┌─ MATERIALS PROVIDED

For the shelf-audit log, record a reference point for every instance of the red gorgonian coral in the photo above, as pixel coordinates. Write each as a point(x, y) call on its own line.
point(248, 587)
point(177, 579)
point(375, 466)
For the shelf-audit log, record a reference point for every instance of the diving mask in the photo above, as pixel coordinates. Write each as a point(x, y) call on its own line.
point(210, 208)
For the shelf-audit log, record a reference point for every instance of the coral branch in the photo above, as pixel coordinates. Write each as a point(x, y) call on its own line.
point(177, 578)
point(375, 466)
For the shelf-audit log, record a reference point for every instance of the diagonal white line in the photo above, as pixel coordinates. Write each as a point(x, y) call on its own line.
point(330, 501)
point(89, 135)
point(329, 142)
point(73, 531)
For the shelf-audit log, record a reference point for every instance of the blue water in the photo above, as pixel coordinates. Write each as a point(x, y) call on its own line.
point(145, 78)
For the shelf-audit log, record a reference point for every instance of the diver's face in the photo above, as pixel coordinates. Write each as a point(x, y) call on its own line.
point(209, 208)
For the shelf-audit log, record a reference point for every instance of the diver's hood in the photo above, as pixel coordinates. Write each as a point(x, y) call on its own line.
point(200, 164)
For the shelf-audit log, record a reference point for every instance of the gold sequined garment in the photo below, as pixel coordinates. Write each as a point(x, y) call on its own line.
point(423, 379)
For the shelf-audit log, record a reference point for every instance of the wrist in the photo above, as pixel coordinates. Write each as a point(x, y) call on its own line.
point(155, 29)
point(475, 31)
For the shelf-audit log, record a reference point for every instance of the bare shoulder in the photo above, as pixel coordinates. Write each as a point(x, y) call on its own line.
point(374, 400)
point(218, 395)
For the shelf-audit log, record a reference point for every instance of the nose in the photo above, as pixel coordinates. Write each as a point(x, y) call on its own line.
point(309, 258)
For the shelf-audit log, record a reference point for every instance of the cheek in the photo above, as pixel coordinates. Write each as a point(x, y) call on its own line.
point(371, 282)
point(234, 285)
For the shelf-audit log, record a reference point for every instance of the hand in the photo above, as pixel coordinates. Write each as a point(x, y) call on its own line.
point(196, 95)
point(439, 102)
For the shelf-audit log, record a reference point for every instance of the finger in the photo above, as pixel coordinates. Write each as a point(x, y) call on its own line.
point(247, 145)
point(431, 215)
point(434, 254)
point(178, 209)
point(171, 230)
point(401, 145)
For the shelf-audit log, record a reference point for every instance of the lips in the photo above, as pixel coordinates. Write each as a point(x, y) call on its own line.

└─

EXERCISE DETAILS:
Turn every line of the listing above into a numbered list, leaving out any blank lines.

REPLY:
1. For the shelf-audit log, record a reference point for every instance of the red gorgonian coral in the photo above, as pixel coordinates. Write each as a point(x, y) call on its own line.
2. point(248, 587)
3. point(177, 579)
4. point(375, 466)
5. For the shelf-audit log, record a reference point for every instance of the diving mask in the photo above, as pixel coordinates. Write each as a point(x, y) call on its own line.
6. point(210, 208)
7. For the shelf-audit log, record a reference point for every instance of the coral branch in the photo above, as pixel coordinates. Write each as a point(x, y) call on its own line.
8. point(177, 578)
9. point(375, 466)
10. For the shelf-audit log, record a reference point for every instance of the diagonal white line in the photo above, as pixel coordinates. Write each as a point(x, y) call on its own line.
11. point(330, 501)
12. point(89, 135)
13. point(329, 142)
14. point(73, 531)
15. For the shelf-audit log, record a reference point for every instance of the blue water in the photo above, as pixel coordinates. Write each as a point(x, y) call on its own line.
16. point(145, 78)
17. For the shelf-audit log, record a reference point for every instance of the diver's face in the photo above, as pixel coordinates. Write each as a point(x, y) call on its own line.
18. point(209, 208)
19. For the shelf-audit log, record a reference point for every instance of the diver's hood in the photo above, as pixel coordinates. Write each as a point(x, y) call on its own line.
20. point(200, 164)
21. For the shelf-audit log, record a reference point for every instance of the gold sequined garment in the photo below, as pixel coordinates. Write each as a point(x, y) call on its own line.
22. point(423, 379)
23. For the shelf-audit log, record a reference point for every instance of the wrist in the photo above, as pixel coordinates. Write each as a point(x, y) call on its own line.
24. point(155, 29)
25. point(475, 31)
26. For the shelf-audit log, record a reference point for every instance of the bare shoulder in the photo above, as pixel coordinates. Write each as a point(x, y) call on its own line.
27. point(374, 400)
28. point(218, 395)
29. For the shelf-audit log, record a reference point for every instance of the nose in the photo above, as pixel coordinates. Write each as a point(x, y) call on its own line.
30. point(309, 258)
31. For the shelf-audit log, record a reference point for every instance of the cheek in the photo above, as pixel coordinates. Write each as a point(x, y) call on its own line.
32. point(371, 282)
33. point(234, 285)
34. For the shelf-audit log, record a reference point for every instance of the hand in the photo above, as pixel coordinates. Write each as a point(x, y) call on its own line.
35. point(196, 95)
36. point(439, 102)
37. For the shelf-audit log, record a reference point for every instance of the finger in the photo above, as pixel coordinates. Write each as a point(x, y) call on its own line.
38. point(247, 145)
39. point(431, 215)
40. point(434, 254)
41. point(178, 209)
42. point(171, 230)
43. point(401, 145)
44. For the shelf-audit log, record a reference point for every instance of the lips in the photo above, as pixel coordinates. Write each as a point(x, y) call on its own line.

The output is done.